### Texto extraído:
+-------+

Por: André | 02 Fevereiro 2015
A pessoa que atende seu telefone fala grego, mas na segunda tentativa de comunicação Costas Isychos responde com cordialidade no castelhano que falou desde a infância. O novo vice-ministro da Defesa do governo formado pelo Syriza e liderado por Alexis Tsipras, nasceu em Quilmes em 1957, deixou a Argentina durante a última ditadura com sua família – seus pais eram militantes comunistas – e já passou mais da metade da sua vida em Atenas, onde consolidou sua trajetória política. Da Argentina conserva alguns costumes, como seu gosto pelo mate e pelo doce de leite. Cultiva seu fanatismo pelo Independiente e reivindica que “no século passado [a Argentina] recebeu milhões de refugiados econômicos que vinham da Europa”.
Fonte: http://bit.ly/1zmQeJB |
Acaba de nomeado para trabalhar em uma carteira cuja condução compartilhará com o ministro Panos Kammenos, líder do partido de direita Gregos Independentes, que deu ao Syriza os votos necessários para que formasse governo. Isychos representa a Corrente de Esquerda dentro do governo, o setor mais combativo da força conduzida por Tispras.
A entrevista é de Gustavo Veiga e publicada no jornal argentino Página/12, 30-01-2015. A tradução é de André Langer.
Eis a entrevista.
Como será sua convivência na Defesa com Kammenos, um político vinculado à Igreja ortodoxa, que questiona o casamento homossexual e defende um discurso anti-imigrante?
Teremos que conviver com respeito, embora isso não signifique que sejamos um casamento ideológico e programático. O Gregos Independentes tem estratégias sobre imigração que não compartilhamos, mas apóia o programa do Syriza na sua totalidade. Nós precisávamos de mais duas cadeiras no Parlamento para ter maioria e foi um apoio fundamental.
Por quê?
Porque não podíamos ir a novas eleições dentro de 30 ou 40 dias com o risco que isso trazia embutido, o de que não pudéssemos formar governo. Não podíamos, além disso, submeter o povo grego a uma incerteza como essa. Agora temos que trabalhar e lutar.
Você é um especialista em Relações Internacionais. Além disso, foi mencionado para ocupar o cargo de vice-chanceler. Por que, no final das contas, foi nomeado para a Defesa?
Assume-se a função que lhe é designada como soldado e não como general. É verdade, eu era responsável pela Política Internacional no partido, mas também tinha sido designado para os temas da Defesa e da Segurança Pública.
Quais são as principais hipóteses de conflito que ventila em seu ministério?
A primeira coisa que devemos fazer é trabalhar muito e lutar para conservar a precária estabilidade que existe em uma região muito complicada do mundo como esta. Uma zona onde há muitas disparidades, com guerras internacionais, guerras civis e um mapa de conflitividade que vai do Oriente Médio até quase todo o norte da África. O papel que a Grécia deverá exercer nesse contexto é de paz.
Em que medida se expressa na área da Defesa a gravíssima situação econômico-social em que se encontra a Grécia?

+-------+

### Desafios:
1. Reescreva em forma de lista, de modo mais breve, o parágrafo da entrevista que começa com "Teremos que conviver com respeito", mantendo seus fatos principais.
2. De acordo com a entrevista, em que cidade e em que ano nasceu Costas Isychos?
3. Transcreva o trecho da entrevista que vai de "Fonte: http://bit.ly/1zmQeJB |" a "um discurso anti-imigrante?", renomeando "Corrente de Esquerda" para "Plataforma de Esquerda".

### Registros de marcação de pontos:
+-------+

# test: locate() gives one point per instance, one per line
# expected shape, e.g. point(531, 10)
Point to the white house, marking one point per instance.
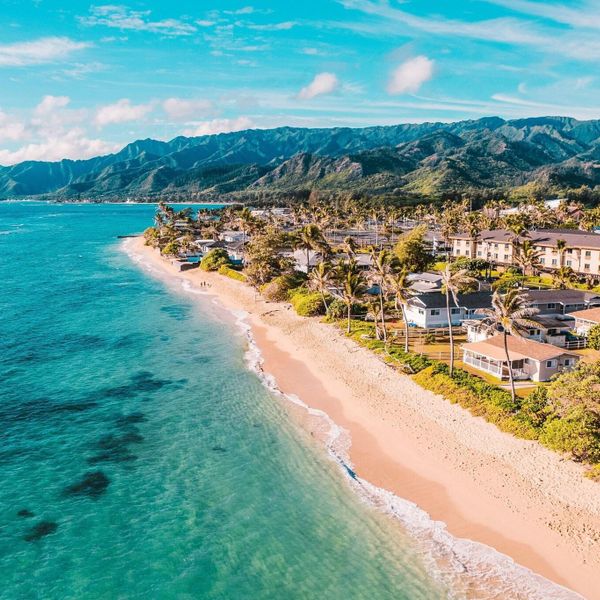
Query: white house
point(529, 360)
point(429, 310)
point(585, 320)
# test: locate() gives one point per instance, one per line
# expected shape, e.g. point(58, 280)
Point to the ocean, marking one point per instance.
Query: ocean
point(142, 457)
point(143, 453)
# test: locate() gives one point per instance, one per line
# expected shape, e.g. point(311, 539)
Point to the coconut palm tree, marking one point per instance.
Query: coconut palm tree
point(319, 279)
point(400, 286)
point(511, 313)
point(527, 257)
point(561, 246)
point(310, 238)
point(352, 285)
point(245, 220)
point(382, 265)
point(454, 282)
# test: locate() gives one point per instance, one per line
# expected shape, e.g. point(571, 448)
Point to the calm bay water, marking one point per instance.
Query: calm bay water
point(144, 458)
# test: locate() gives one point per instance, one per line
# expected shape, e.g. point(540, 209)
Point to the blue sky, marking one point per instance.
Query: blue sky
point(80, 79)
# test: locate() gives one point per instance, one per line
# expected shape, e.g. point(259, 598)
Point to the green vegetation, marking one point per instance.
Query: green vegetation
point(594, 337)
point(231, 273)
point(307, 303)
point(215, 259)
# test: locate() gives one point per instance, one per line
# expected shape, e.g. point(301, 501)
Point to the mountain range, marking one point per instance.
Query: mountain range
point(428, 159)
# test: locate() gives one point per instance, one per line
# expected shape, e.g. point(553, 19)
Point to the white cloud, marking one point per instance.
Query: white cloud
point(409, 76)
point(323, 83)
point(121, 111)
point(11, 129)
point(40, 51)
point(49, 104)
point(121, 17)
point(220, 126)
point(180, 108)
point(284, 26)
point(71, 144)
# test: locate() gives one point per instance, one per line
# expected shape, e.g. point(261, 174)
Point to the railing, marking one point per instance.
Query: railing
point(484, 365)
point(576, 344)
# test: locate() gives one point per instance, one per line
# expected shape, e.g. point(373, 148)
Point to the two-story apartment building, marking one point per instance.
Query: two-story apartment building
point(581, 252)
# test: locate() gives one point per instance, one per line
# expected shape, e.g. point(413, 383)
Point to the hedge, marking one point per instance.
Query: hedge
point(229, 272)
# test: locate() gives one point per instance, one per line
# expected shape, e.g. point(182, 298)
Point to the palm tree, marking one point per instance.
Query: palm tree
point(527, 257)
point(382, 263)
point(402, 290)
point(352, 285)
point(245, 220)
point(512, 314)
point(452, 284)
point(561, 246)
point(319, 279)
point(310, 238)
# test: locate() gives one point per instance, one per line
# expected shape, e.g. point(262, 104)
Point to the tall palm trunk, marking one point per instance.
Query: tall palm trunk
point(324, 302)
point(382, 316)
point(510, 374)
point(450, 332)
point(403, 309)
point(349, 322)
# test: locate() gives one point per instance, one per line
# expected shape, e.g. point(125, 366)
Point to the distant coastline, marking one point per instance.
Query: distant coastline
point(485, 485)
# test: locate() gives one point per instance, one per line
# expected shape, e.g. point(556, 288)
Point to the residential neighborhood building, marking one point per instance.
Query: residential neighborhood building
point(555, 330)
point(581, 252)
point(561, 302)
point(428, 310)
point(585, 320)
point(529, 360)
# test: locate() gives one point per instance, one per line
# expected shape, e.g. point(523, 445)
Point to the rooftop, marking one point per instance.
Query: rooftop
point(544, 237)
point(518, 349)
point(591, 314)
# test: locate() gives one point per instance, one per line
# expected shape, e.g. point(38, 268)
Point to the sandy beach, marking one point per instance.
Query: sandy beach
point(512, 495)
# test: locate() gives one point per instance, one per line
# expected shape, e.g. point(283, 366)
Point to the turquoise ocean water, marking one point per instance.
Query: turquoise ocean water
point(141, 456)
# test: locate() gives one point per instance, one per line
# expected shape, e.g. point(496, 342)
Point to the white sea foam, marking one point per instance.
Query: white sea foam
point(469, 569)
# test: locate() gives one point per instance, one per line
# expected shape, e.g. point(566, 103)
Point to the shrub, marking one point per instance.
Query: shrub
point(307, 304)
point(535, 408)
point(594, 337)
point(577, 433)
point(214, 259)
point(232, 273)
point(170, 249)
point(278, 290)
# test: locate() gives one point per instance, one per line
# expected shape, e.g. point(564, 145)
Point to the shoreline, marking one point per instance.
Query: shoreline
point(486, 486)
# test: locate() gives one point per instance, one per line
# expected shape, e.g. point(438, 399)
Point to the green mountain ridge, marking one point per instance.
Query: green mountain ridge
point(426, 159)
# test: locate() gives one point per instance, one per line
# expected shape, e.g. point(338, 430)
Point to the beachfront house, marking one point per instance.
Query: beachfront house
point(561, 302)
point(529, 360)
point(585, 320)
point(555, 330)
point(428, 310)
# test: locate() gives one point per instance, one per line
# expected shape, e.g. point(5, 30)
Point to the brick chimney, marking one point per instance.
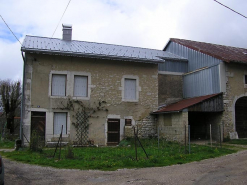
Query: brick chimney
point(67, 32)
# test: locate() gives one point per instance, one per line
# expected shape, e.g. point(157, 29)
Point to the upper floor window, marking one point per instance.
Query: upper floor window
point(58, 85)
point(129, 89)
point(81, 86)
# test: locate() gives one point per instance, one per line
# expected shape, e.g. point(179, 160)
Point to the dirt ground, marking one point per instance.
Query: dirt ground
point(230, 169)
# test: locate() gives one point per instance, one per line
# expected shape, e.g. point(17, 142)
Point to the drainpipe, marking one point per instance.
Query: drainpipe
point(22, 98)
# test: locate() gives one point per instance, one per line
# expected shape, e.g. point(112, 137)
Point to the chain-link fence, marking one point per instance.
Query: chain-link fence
point(210, 135)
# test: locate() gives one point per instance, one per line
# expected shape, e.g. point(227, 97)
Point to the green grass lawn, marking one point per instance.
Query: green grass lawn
point(112, 158)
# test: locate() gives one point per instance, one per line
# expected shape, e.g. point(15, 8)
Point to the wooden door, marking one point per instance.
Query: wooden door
point(38, 124)
point(113, 132)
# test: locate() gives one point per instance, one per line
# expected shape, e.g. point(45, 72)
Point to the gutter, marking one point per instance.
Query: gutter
point(165, 112)
point(22, 99)
point(91, 55)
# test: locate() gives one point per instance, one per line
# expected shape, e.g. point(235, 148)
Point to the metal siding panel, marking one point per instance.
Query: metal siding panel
point(201, 83)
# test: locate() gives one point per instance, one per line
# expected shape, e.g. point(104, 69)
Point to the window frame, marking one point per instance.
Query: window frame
point(74, 86)
point(122, 88)
point(65, 85)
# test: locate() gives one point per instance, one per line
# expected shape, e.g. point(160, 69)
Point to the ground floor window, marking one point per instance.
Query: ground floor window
point(60, 119)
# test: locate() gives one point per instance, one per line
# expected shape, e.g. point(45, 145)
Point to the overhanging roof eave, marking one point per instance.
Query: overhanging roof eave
point(153, 61)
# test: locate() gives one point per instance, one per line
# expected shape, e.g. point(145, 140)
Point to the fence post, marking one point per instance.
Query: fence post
point(210, 129)
point(220, 135)
point(135, 142)
point(189, 137)
point(158, 137)
point(185, 139)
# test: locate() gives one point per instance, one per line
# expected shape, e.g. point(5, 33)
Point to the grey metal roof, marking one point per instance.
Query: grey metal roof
point(95, 50)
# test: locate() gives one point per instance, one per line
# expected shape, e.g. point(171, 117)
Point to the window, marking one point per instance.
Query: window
point(60, 118)
point(128, 122)
point(58, 85)
point(81, 86)
point(129, 89)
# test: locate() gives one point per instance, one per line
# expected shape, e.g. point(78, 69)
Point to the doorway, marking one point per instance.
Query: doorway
point(38, 122)
point(113, 132)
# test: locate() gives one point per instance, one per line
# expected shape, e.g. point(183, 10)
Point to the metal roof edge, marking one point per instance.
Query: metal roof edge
point(167, 43)
point(92, 56)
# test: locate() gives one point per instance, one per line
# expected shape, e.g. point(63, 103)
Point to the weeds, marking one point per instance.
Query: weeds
point(112, 158)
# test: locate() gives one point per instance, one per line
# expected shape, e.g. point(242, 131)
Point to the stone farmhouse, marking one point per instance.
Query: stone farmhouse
point(94, 93)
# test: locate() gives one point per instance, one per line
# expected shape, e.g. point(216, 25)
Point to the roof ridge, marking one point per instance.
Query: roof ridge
point(98, 43)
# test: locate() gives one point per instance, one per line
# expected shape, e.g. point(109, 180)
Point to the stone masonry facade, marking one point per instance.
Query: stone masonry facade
point(235, 89)
point(105, 101)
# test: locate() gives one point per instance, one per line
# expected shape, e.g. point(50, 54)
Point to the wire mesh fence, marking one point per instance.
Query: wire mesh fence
point(210, 134)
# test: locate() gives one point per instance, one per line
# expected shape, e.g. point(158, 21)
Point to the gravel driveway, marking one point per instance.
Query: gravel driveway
point(230, 169)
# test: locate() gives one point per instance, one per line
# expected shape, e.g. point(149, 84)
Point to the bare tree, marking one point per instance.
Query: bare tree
point(11, 100)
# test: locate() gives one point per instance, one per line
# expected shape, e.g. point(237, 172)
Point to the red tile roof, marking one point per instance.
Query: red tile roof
point(185, 103)
point(224, 53)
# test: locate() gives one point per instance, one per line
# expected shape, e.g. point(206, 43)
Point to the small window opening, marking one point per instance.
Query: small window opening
point(128, 122)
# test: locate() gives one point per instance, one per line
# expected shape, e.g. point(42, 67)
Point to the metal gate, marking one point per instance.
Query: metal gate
point(113, 132)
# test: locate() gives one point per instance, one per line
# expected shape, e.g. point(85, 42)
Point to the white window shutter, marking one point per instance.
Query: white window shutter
point(130, 89)
point(60, 118)
point(58, 85)
point(80, 86)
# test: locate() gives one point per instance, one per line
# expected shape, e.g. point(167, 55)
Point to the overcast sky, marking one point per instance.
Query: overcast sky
point(141, 23)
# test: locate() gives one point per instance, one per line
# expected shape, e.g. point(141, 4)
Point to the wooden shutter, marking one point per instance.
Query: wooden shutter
point(58, 85)
point(80, 86)
point(130, 89)
point(60, 118)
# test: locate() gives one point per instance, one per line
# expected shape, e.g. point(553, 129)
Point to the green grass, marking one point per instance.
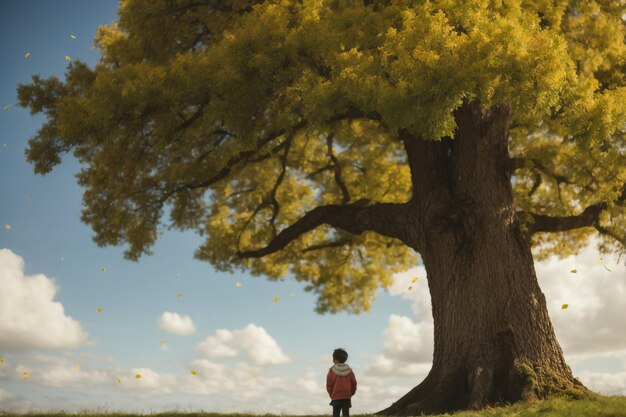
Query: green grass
point(558, 407)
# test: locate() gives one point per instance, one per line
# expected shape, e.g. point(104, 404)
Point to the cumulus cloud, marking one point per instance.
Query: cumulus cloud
point(261, 348)
point(593, 322)
point(176, 324)
point(4, 395)
point(53, 371)
point(29, 317)
point(150, 383)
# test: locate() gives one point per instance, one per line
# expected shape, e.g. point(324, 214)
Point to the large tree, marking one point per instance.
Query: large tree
point(338, 140)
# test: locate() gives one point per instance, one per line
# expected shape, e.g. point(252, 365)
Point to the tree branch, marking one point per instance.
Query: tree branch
point(384, 218)
point(588, 218)
point(612, 234)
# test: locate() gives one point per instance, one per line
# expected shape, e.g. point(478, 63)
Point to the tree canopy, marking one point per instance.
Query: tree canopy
point(273, 128)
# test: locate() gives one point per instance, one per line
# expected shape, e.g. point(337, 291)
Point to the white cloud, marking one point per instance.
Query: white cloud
point(150, 383)
point(593, 322)
point(53, 371)
point(254, 340)
point(4, 395)
point(605, 383)
point(29, 318)
point(176, 324)
point(591, 326)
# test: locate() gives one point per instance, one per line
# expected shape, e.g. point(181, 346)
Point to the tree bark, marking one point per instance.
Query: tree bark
point(494, 342)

+-------+

### Gabarito:
1.
- Teremos que conviver com respeito, sem formar um casamento ideológico e programático.
- O Gregos Independentes tem estratégias sobre imigração que não compartilhamos, mas apoia todo o programa do Syriza.
- Precisávamos de mais duas cadeiras no Parlamento para ter maioria, e esse apoio foi fundamental.

2. Em Quilmes, em 1957.

3.
Fonte: http://bit.ly/1zmQeJB |
Acaba de nomeado para trabalhar em uma carteira cuja condução compartilhará com o ministro Panos Kammenos, líder do partido de direita Gregos Independentes, que deu ao Syriza os votos necessários para que formasse governo. Isychos representa a Plataforma de Esquerda dentro do governo, o setor mais combativo da força conduzida por Tispras.
A entrevista é de Gustavo Veiga e publicada no jornal argentino Página/12, 30-01-2015. A tradução é de André Langer.
Eis a entrevista.
Como será sua convivência na Defesa com Kammenos, um político vinculado à Igreja ortodoxa, que questiona o casamento homossexual e defende um discurso anti-imigrante?